• **Job**: In the forum thread about getting a marriage certificate apostille stamped, what is the stated cost per document for legalization?

• **Supplied text**:

# Getting our Marriage certificate Apostille stamped



## loulou-81 (Dec 3, 2013)

Hi,

We need our marriage certificate stamped with an Apostille stamp. I've never heard of this but have been told, that to have it seen as being legal in Spain it has to be Apostille stamped? I've searched high and low on the internet and have found 3rd party companies who do it but charge around £60 and upwards. 

I did find this website that is the official government website but that internet page says nothing about being stamped with an Apostille stamp, it just says about getting documents legalised. Is that the same thing? I've tried to call but can't get through and I don't want to pay my £30 online to find it arrives without the Apostille stamp?

Confused . com 

Thanks all!
Lou


----------



## snikpoh (Nov 19, 2007)

loulou-81 said:


> Hi,
> 
> We need our marriage certificate stamped with an Apostille stamp. I've never heard of this but have been told, that to have it seen as being legal in Spain it has to be Apostille stamped? I've searched high and low on the internet and have found 3rd party companies who do it but charge around £60 and upwards.
> 
> ...



In all the time we've been here we've never needed to have this done. Who told you that it was required?

When we bought our property it was to be a holiday home. As we could not leave our business in UK, we gave power of attorney to our Spanish lawyer. To do this, certain documents had to be notarised and apostilled - we found a Notary who gave us the address of where to get the documents apostilled - somewhere in London. From memory, though, it was not cheap.


----------



## 90199 (Mar 21, 2010)

It will, along with birth certificate, probably only need to be done, legalised, at the office in Milton Keynes, should you want to become a Spanish national.

Our birth and marriage certificates have been accepted for obtaining residents status, without being legalised, however that was over 10 years ago.

The cost is 30 GBP per document. The website is below should you need it.

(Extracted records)
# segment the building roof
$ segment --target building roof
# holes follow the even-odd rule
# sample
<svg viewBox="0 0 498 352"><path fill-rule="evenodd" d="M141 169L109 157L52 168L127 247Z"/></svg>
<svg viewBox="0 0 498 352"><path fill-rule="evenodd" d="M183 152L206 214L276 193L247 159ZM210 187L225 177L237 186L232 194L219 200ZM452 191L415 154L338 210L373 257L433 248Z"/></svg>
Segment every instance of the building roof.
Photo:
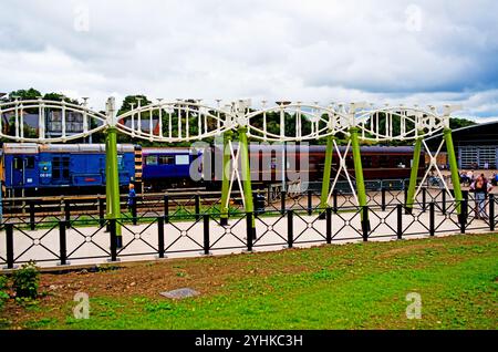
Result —
<svg viewBox="0 0 498 352"><path fill-rule="evenodd" d="M498 121L487 122L452 131L455 146L463 145L498 145ZM426 138L428 145L440 143L443 133Z"/></svg>

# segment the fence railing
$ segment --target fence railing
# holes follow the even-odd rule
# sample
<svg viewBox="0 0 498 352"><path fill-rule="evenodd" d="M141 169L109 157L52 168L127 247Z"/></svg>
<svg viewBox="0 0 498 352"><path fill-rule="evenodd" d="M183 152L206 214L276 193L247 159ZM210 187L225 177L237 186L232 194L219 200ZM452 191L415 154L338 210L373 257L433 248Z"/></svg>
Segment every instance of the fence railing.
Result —
<svg viewBox="0 0 498 352"><path fill-rule="evenodd" d="M307 197L310 199L309 194ZM7 222L0 231L0 266L11 269L29 260L64 266L126 257L165 258L178 253L494 231L498 220L496 197L477 199L477 209L474 201L471 195L459 203L430 198L415 203L412 211L406 211L402 204L394 203L320 208L310 206L308 200L304 207L232 211L228 214L227 226L221 226L219 214L206 211L168 211L122 219L63 218L40 221L34 230L22 221Z"/></svg>
<svg viewBox="0 0 498 352"><path fill-rule="evenodd" d="M369 180L367 205L386 206L404 204L406 198L405 179ZM278 195L268 189L258 189L253 194L255 209L257 213L268 210L286 211L289 209L307 209L312 211L320 205L320 189L309 185L307 190L288 194L280 191ZM341 184L331 197L332 207L342 208L355 206L356 200L346 188L349 184ZM417 201L425 208L428 201L440 200L446 203L446 191L438 188L422 188ZM219 191L170 193L138 195L135 203L128 207L125 195L121 197L123 217L141 221L143 218L189 214L199 218L203 214L219 215L221 194ZM443 205L445 207L445 205ZM96 220L102 224L105 220L106 199L104 195L93 197L48 197L48 198L10 198L2 200L2 220L0 226L8 222L24 222L30 229L42 221L59 220ZM240 191L234 191L230 198L229 213L243 211Z"/></svg>

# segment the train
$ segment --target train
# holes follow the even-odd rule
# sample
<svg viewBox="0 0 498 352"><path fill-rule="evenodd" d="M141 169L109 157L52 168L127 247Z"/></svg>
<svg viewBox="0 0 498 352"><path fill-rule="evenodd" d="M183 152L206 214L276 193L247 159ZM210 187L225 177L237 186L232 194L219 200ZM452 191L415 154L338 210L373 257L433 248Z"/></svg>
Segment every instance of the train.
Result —
<svg viewBox="0 0 498 352"><path fill-rule="evenodd" d="M307 173L307 178L320 182L323 177L325 146L250 145L251 180L255 188L281 183L281 161L286 173ZM103 144L34 144L4 143L0 158L1 179L8 196L95 194L104 191L105 145ZM207 151L210 158L206 158ZM409 146L362 146L362 165L365 179L408 178L413 158ZM139 185L142 191L164 191L170 188L204 187L220 189L218 147L195 149L189 147L142 147L120 144L120 187L129 183ZM284 153L282 156L282 152ZM345 147L340 147L342 155ZM350 151L351 152L351 151ZM304 154L307 154L304 156ZM301 159L307 158L307 163ZM209 162L208 162L209 161ZM209 163L209 165L208 165ZM338 152L332 161L332 177L339 168ZM354 178L352 153L345 164ZM191 172L198 174L196 180ZM425 170L421 157L419 175Z"/></svg>

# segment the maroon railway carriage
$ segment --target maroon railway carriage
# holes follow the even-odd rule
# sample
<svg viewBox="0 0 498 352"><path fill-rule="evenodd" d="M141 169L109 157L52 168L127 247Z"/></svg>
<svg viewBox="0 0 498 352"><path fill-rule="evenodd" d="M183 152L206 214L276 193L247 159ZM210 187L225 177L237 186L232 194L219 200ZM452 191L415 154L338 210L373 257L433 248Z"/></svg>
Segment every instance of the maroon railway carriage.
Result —
<svg viewBox="0 0 498 352"><path fill-rule="evenodd" d="M340 147L341 155L344 155L344 152L345 146ZM411 146L362 146L361 155L364 178L367 180L409 178L413 152L414 148ZM251 180L255 187L281 182L281 145L250 145L249 157L251 165ZM308 158L308 163L303 162L302 158ZM292 173L298 175L299 173L308 172L308 179L310 182L320 182L323 178L325 146L287 145L286 161L288 179L289 177L292 177ZM336 175L339 162L340 158L338 152L334 151L332 158L332 178ZM354 163L351 148L346 156L346 167L349 174L354 179ZM424 170L425 157L424 154L422 154L418 176L423 176ZM216 178L216 175L214 175L212 179L217 183L220 182L220 179ZM343 173L340 179L345 179Z"/></svg>

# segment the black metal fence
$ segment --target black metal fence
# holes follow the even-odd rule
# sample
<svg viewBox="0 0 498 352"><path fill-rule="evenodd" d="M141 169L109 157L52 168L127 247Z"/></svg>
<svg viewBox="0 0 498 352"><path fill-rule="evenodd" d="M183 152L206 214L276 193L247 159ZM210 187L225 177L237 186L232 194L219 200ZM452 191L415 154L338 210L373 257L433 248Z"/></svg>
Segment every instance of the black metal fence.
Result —
<svg viewBox="0 0 498 352"><path fill-rule="evenodd" d="M397 200L386 201L386 193L381 190L378 196L371 196L372 205L365 207L342 206L338 199L333 207L320 208L313 204L314 194L310 190L303 195L303 203L292 199L292 204L282 201L277 209L231 211L228 226L221 226L219 213L173 211L169 207L174 200L170 199L162 203L164 213L157 216L132 214L117 220L101 217L50 219L38 221L34 230L30 222L27 226L24 221L11 221L3 224L0 231L0 265L11 269L33 259L48 266L63 266L126 257L252 251L264 247L292 248L383 237L402 239L496 228L494 195L476 203L471 194L465 193L465 199L455 203L445 193L430 196L426 193L421 194L412 211L407 211ZM200 210L196 196L194 208ZM486 211L486 216L479 210Z"/></svg>

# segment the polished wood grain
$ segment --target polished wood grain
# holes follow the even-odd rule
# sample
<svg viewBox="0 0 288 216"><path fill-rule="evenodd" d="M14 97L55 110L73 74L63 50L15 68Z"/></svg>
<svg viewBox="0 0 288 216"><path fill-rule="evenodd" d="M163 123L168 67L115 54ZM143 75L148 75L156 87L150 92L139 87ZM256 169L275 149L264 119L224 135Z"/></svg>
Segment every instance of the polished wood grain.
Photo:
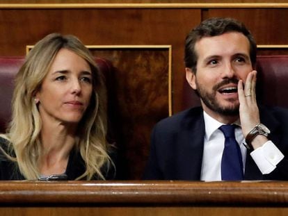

• **Result**: 30 GBP per document.